Locate each line of the material below that contains the string "surface" and copy those lines out. The match is case-sensitive.

-- Begin --

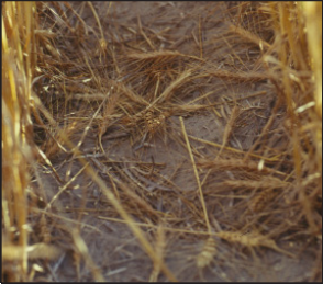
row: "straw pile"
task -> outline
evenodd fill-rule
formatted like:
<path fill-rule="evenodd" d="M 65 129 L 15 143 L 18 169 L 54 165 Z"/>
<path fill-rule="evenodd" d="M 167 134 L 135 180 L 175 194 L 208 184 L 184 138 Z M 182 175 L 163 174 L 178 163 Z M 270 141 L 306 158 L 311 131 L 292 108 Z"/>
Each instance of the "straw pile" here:
<path fill-rule="evenodd" d="M 2 3 L 2 281 L 320 281 L 321 230 L 321 2 Z"/>

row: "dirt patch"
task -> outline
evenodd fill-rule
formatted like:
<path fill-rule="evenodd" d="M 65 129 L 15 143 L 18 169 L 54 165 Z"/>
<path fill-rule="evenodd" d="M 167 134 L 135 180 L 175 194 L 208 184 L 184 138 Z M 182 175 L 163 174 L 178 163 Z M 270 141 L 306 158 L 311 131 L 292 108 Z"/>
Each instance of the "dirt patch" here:
<path fill-rule="evenodd" d="M 322 245 L 297 197 L 291 122 L 275 73 L 261 64 L 274 32 L 257 9 L 42 5 L 41 29 L 56 34 L 57 54 L 44 47 L 45 76 L 34 91 L 80 146 L 73 152 L 64 145 L 64 152 L 35 128 L 48 139 L 41 147 L 62 182 L 40 170 L 35 186 L 42 184 L 44 202 L 32 218 L 45 216 L 47 242 L 63 251 L 35 280 L 167 281 L 162 262 L 179 281 L 313 280 Z M 320 220 L 318 213 L 315 226 Z M 42 239 L 36 227 L 31 241 Z"/>

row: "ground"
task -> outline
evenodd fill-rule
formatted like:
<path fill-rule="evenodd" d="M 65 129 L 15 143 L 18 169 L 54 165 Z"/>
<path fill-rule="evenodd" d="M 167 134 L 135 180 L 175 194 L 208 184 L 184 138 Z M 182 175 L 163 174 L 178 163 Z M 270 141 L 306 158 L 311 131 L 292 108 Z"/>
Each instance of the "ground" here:
<path fill-rule="evenodd" d="M 43 92 L 45 105 L 46 100 L 65 102 L 66 109 L 54 103 L 52 114 L 62 127 L 68 117 L 69 138 L 82 144 L 79 155 L 43 145 L 63 182 L 40 170 L 35 188 L 45 201 L 38 202 L 45 213 L 31 218 L 38 221 L 45 216 L 49 242 L 62 253 L 45 264 L 37 260 L 46 269 L 35 280 L 93 281 L 97 273 L 113 282 L 168 279 L 156 263 L 154 269 L 137 235 L 86 172 L 86 164 L 140 225 L 177 280 L 312 280 L 320 262 L 320 240 L 302 236 L 305 221 L 298 219 L 297 205 L 288 203 L 293 190 L 292 162 L 283 154 L 289 145 L 286 109 L 277 103 L 277 89 L 259 61 L 274 34 L 266 27 L 269 19 L 254 13 L 256 4 L 244 5 L 73 2 L 69 7 L 60 2 L 44 8 L 41 25 L 56 33 L 55 47 L 66 56 L 65 66 L 60 63 L 57 69 L 67 80 L 45 76 L 35 91 Z M 59 15 L 55 18 L 51 9 Z M 70 27 L 59 21 L 62 14 Z M 264 50 L 234 30 L 238 21 L 263 41 Z M 55 56 L 49 49 L 46 53 L 42 71 L 55 73 L 51 61 Z M 44 88 L 51 83 L 53 90 Z M 44 137 L 41 133 L 40 140 Z M 197 258 L 205 249 L 209 232 L 191 157 L 215 240 L 211 258 L 201 266 Z M 285 191 L 281 185 L 269 186 L 278 193 L 256 215 L 248 204 L 257 189 L 233 182 L 268 177 L 270 184 L 286 182 Z M 35 225 L 33 241 L 44 241 L 40 230 Z M 230 242 L 216 236 L 222 230 L 246 236 L 257 230 L 281 250 Z"/>

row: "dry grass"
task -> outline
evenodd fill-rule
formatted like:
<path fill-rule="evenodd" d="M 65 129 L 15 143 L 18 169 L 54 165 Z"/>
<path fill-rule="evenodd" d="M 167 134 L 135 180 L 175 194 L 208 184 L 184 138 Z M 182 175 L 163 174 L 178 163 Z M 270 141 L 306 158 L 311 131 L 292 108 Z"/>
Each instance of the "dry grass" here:
<path fill-rule="evenodd" d="M 322 279 L 322 3 L 122 7 L 2 3 L 2 281 Z"/>

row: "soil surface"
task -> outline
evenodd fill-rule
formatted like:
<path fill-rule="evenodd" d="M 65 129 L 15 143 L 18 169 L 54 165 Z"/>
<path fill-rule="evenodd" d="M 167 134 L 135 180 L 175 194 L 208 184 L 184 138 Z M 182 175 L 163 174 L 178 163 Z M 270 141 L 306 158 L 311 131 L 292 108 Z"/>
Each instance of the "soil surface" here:
<path fill-rule="evenodd" d="M 140 227 L 156 253 L 160 254 L 158 251 L 163 251 L 165 264 L 175 277 L 179 281 L 214 282 L 311 280 L 313 269 L 318 265 L 315 255 L 320 249 L 319 241 L 315 238 L 302 238 L 302 227 L 285 231 L 282 227 L 286 226 L 288 211 L 283 211 L 280 216 L 279 209 L 271 203 L 269 207 L 272 207 L 264 209 L 257 221 L 246 225 L 247 203 L 255 192 L 237 191 L 225 185 L 225 181 L 242 177 L 253 179 L 253 173 L 232 170 L 230 167 L 225 168 L 226 166 L 219 166 L 220 168 L 208 172 L 209 168 L 205 166 L 205 161 L 216 157 L 230 160 L 233 157 L 230 156 L 231 148 L 237 150 L 233 152 L 234 157 L 243 160 L 249 150 L 261 157 L 274 157 L 288 146 L 287 132 L 282 125 L 286 115 L 283 106 L 274 113 L 277 99 L 275 86 L 265 76 L 253 77 L 256 72 L 260 73 L 258 60 L 261 50 L 255 43 L 240 38 L 230 30 L 238 21 L 240 11 L 235 9 L 236 3 L 91 3 L 100 19 L 109 56 L 101 56 L 102 54 L 97 52 L 98 39 L 102 35 L 91 8 L 83 2 L 70 3 L 91 30 L 81 30 L 85 34 L 88 33 L 83 41 L 80 36 L 68 37 L 67 34 L 66 37 L 56 38 L 55 45 L 58 50 L 63 47 L 69 48 L 69 60 L 75 61 L 79 68 L 87 68 L 83 60 L 87 57 L 96 78 L 101 80 L 100 88 L 86 80 L 83 86 L 78 83 L 77 90 L 68 92 L 70 96 L 108 92 L 116 95 L 118 82 L 121 82 L 135 95 L 152 103 L 156 100 L 155 91 L 158 96 L 179 78 L 178 72 L 172 70 L 185 72 L 191 66 L 198 67 L 191 71 L 193 79 L 183 79 L 182 83 L 171 90 L 171 98 L 165 100 L 165 104 L 160 100 L 151 113 L 145 113 L 151 115 L 155 126 L 152 126 L 153 123 L 149 123 L 148 118 L 129 121 L 146 106 L 144 103 L 135 104 L 130 99 L 124 99 L 127 98 L 124 91 L 119 94 L 122 96 L 120 100 L 129 100 L 129 103 L 116 107 L 116 115 L 111 118 L 114 123 L 102 133 L 101 141 L 105 154 L 102 154 L 98 141 L 99 120 L 93 121 L 79 148 L 80 156 L 114 192 L 129 215 L 134 221 L 142 224 Z M 55 9 L 58 7 L 63 9 L 64 5 L 57 4 Z M 75 27 L 78 18 L 68 10 L 65 12 L 70 26 Z M 270 43 L 272 34 L 257 26 L 257 21 L 253 24 L 252 11 L 249 14 L 249 19 L 243 19 L 242 22 L 264 42 Z M 51 21 L 46 18 L 42 18 L 41 23 L 42 21 L 43 29 L 48 29 Z M 53 31 L 68 33 L 57 19 L 54 21 L 56 24 L 52 25 Z M 143 63 L 138 59 L 138 54 L 160 50 L 178 52 L 190 58 L 172 55 L 169 58 L 163 57 L 165 64 L 148 59 Z M 145 68 L 151 70 L 152 66 L 158 72 L 145 73 Z M 68 68 L 67 66 L 64 72 L 71 76 L 73 68 Z M 215 75 L 199 78 L 198 75 L 203 75 L 205 70 L 212 70 Z M 225 72 L 222 72 L 223 70 Z M 112 81 L 116 82 L 115 89 L 111 89 Z M 48 81 L 44 79 L 40 86 L 45 83 Z M 57 81 L 53 83 L 56 92 L 53 91 L 51 95 L 59 98 L 63 88 Z M 69 84 L 68 81 L 65 83 Z M 73 87 L 73 83 L 70 86 Z M 71 109 L 80 110 L 78 118 L 82 116 L 81 112 L 94 115 L 102 100 L 88 101 L 86 110 L 81 107 L 85 102 L 87 101 L 71 99 Z M 44 103 L 46 104 L 45 101 Z M 131 104 L 135 106 L 131 109 Z M 207 104 L 213 106 L 181 110 L 180 105 L 185 104 L 196 107 Z M 274 122 L 267 129 L 270 135 L 265 137 L 261 132 L 272 114 Z M 180 117 L 183 120 L 198 164 L 212 231 L 246 230 L 248 234 L 252 228 L 257 227 L 274 236 L 277 246 L 292 253 L 294 258 L 272 248 L 244 247 L 214 237 L 216 252 L 207 265 L 198 268 L 197 255 L 201 253 L 208 239 L 208 227 Z M 230 136 L 223 145 L 230 123 Z M 87 126 L 81 123 L 80 125 L 82 126 L 79 126 L 73 136 L 75 144 L 81 139 Z M 267 148 L 263 147 L 264 145 Z M 225 148 L 220 150 L 223 147 Z M 53 155 L 51 161 L 65 183 L 70 181 L 71 177 L 75 179 L 58 195 L 63 185 L 57 183 L 55 175 L 40 171 L 38 179 L 42 180 L 44 198 L 47 203 L 52 201 L 51 214 L 46 215 L 49 230 L 52 228 L 52 242 L 64 252 L 58 260 L 48 262 L 45 266 L 46 273 L 37 274 L 35 281 L 44 277 L 47 281 L 93 281 L 93 268 L 109 282 L 168 281 L 163 271 L 154 272 L 154 262 L 100 186 L 82 171 L 83 163 L 76 156 L 71 157 L 62 151 Z M 255 162 L 258 164 L 259 159 L 255 158 Z M 291 172 L 292 166 L 287 161 L 283 164 L 274 164 L 270 160 L 265 160 L 265 167 L 280 172 L 281 177 L 279 173 L 275 177 L 283 180 Z M 42 189 L 38 191 L 43 194 Z M 283 202 L 282 195 L 275 198 L 277 203 Z M 275 218 L 266 219 L 261 225 L 267 216 L 266 212 L 270 209 L 277 209 Z M 296 213 L 291 208 L 289 214 Z M 158 232 L 160 224 L 164 229 Z M 80 240 L 73 239 L 74 230 L 87 247 L 83 251 L 77 245 Z M 298 230 L 300 236 L 291 237 L 298 236 Z M 37 239 L 36 231 L 35 228 L 35 234 L 32 235 L 34 241 Z M 277 231 L 280 234 L 276 234 Z"/>

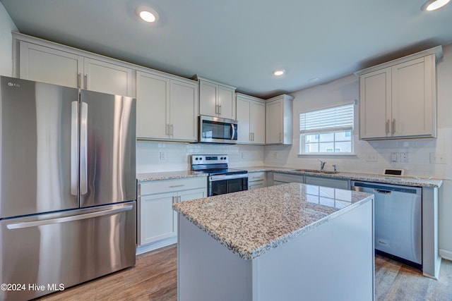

-- End --

- _RESPONSE BELOW_
row: "soil surface"
Each instance of the "soil surface" here:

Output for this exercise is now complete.